"""

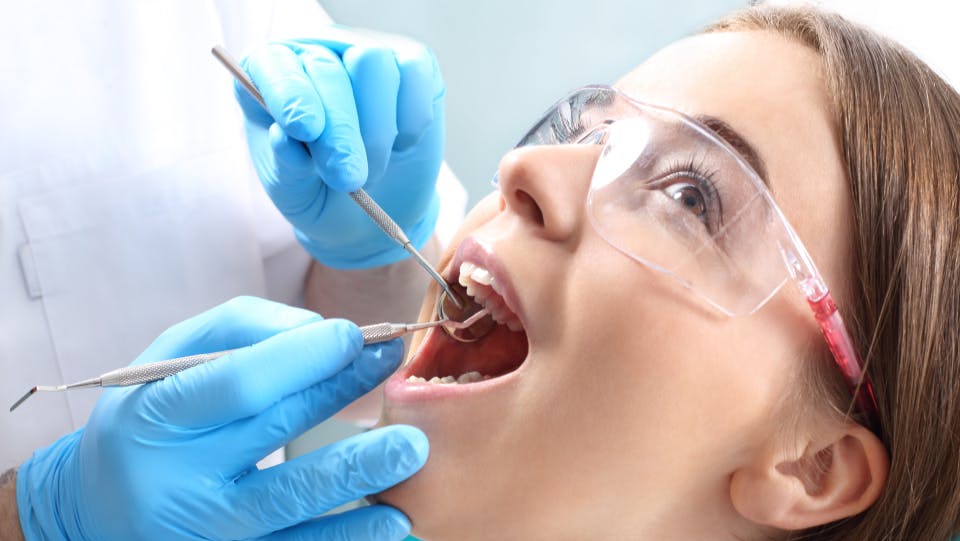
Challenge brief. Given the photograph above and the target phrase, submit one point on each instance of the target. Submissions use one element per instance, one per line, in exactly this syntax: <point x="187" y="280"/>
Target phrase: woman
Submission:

"""
"""

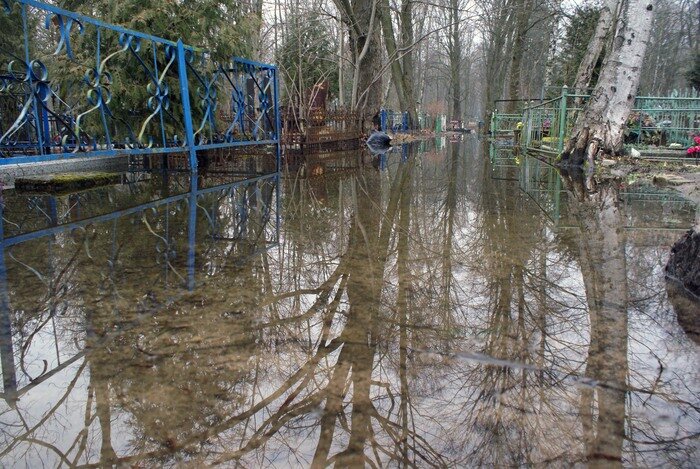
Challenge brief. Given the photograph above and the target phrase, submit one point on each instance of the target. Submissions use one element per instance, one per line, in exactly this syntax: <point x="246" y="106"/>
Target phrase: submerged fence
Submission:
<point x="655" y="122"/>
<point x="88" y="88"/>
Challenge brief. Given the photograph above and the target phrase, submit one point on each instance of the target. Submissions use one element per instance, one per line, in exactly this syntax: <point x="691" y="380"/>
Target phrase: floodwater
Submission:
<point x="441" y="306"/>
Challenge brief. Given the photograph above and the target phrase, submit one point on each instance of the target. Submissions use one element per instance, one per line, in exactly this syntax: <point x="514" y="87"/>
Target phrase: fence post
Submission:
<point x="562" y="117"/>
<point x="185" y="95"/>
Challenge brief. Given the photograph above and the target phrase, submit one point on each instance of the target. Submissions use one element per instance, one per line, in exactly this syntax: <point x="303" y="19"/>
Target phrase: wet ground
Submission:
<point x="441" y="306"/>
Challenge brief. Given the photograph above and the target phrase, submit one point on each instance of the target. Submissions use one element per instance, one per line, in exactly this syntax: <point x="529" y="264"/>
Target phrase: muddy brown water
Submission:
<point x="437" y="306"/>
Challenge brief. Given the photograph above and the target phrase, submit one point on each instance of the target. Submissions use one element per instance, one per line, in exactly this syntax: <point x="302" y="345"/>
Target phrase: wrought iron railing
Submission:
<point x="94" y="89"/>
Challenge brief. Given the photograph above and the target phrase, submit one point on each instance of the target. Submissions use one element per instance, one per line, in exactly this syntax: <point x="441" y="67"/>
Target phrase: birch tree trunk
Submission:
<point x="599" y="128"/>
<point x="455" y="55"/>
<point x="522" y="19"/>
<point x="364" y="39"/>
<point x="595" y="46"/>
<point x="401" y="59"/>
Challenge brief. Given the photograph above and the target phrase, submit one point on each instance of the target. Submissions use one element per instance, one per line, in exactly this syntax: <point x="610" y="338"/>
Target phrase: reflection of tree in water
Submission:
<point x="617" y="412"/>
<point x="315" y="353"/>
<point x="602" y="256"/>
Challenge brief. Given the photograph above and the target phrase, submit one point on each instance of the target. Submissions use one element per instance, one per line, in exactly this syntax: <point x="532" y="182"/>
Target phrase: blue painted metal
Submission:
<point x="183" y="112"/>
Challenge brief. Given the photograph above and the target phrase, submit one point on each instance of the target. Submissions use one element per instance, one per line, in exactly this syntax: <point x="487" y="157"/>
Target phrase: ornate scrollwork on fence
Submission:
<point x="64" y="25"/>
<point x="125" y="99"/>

"""

■ GOAL ■
Please count the lines in the data above that contain the word "tree", and reply with only that number.

■ RESULT BELOW ■
2